> [Given task]
Reproduce verbatim the listing lines between the line containing "Expected: one point per instance of the tall" and the line containing "Expected: one point per instance of the dark", inclusive of both.

### Materials provided ###

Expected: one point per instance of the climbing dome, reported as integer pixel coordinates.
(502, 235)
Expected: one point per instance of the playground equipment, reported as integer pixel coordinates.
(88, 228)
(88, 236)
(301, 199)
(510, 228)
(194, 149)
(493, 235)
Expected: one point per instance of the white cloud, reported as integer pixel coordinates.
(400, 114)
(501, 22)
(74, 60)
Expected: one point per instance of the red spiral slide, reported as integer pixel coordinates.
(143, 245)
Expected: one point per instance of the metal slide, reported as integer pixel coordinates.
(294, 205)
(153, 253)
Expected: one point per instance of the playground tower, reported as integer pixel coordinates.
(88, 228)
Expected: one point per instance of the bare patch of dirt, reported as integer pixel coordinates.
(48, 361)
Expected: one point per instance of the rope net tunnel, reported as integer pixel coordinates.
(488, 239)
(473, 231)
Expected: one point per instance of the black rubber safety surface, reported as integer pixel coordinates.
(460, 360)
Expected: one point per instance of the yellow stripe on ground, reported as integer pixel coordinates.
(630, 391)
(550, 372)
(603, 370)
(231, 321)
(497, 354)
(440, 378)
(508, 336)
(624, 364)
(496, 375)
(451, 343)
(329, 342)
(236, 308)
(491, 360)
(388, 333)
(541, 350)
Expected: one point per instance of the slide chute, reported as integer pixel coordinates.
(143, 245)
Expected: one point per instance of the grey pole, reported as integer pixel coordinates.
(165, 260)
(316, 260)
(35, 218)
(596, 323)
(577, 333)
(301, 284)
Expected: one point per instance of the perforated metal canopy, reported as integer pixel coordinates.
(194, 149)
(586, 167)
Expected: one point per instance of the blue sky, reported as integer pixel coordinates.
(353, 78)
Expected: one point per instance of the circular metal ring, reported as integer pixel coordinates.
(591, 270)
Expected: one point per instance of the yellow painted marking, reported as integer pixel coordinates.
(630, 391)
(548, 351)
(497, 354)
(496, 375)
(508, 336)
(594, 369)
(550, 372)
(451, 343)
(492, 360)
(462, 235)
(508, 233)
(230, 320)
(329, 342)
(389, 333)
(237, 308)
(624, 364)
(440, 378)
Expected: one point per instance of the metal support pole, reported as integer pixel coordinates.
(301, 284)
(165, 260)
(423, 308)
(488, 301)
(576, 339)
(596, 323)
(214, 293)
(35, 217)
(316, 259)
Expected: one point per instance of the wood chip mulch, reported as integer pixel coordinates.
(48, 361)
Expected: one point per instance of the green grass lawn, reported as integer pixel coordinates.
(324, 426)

###
### Materials provided ###

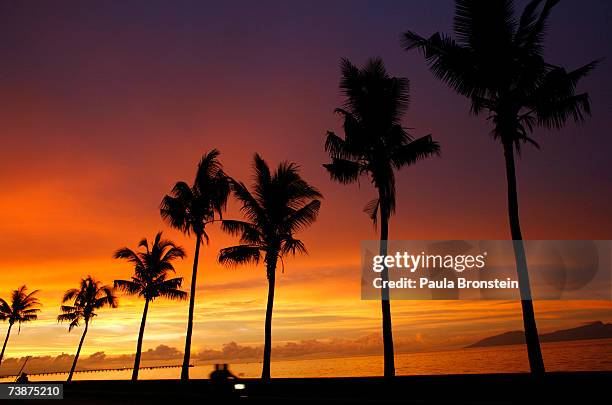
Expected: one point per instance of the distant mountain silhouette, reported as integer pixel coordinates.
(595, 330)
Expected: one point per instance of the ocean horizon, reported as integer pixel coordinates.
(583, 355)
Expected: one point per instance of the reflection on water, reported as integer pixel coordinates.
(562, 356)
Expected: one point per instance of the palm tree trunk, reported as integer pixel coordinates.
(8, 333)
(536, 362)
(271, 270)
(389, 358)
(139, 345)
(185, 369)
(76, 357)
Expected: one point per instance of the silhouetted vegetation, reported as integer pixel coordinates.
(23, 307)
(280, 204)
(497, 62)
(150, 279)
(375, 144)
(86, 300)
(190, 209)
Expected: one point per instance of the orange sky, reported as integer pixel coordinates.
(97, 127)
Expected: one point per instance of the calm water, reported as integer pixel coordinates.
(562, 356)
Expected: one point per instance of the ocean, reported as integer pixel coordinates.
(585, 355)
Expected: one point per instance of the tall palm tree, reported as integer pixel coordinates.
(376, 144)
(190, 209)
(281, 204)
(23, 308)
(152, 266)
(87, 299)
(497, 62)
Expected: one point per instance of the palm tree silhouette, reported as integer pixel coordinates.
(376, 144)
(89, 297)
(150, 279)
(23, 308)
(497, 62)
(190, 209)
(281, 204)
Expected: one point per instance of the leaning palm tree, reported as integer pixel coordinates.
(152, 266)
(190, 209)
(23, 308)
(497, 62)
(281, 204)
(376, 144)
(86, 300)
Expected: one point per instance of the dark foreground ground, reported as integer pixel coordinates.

###

> [Final result]
Expected: one point per instance of the tall palm tree, reported as integer pixel coordinates.
(376, 144)
(190, 209)
(281, 204)
(23, 308)
(152, 266)
(87, 299)
(497, 62)
Expected: one point per instance of the palm tree silhouette, reported as integer pixel coordinates.
(376, 144)
(89, 297)
(150, 279)
(23, 308)
(497, 62)
(190, 209)
(281, 204)
Expected: one point per instance of the leaning palm tree, reported as integer pixel coordinates.
(152, 266)
(190, 209)
(23, 308)
(497, 62)
(281, 204)
(376, 144)
(86, 300)
Expected: one point per instance of the dark foreground ground, reported as integer pixel coordinates.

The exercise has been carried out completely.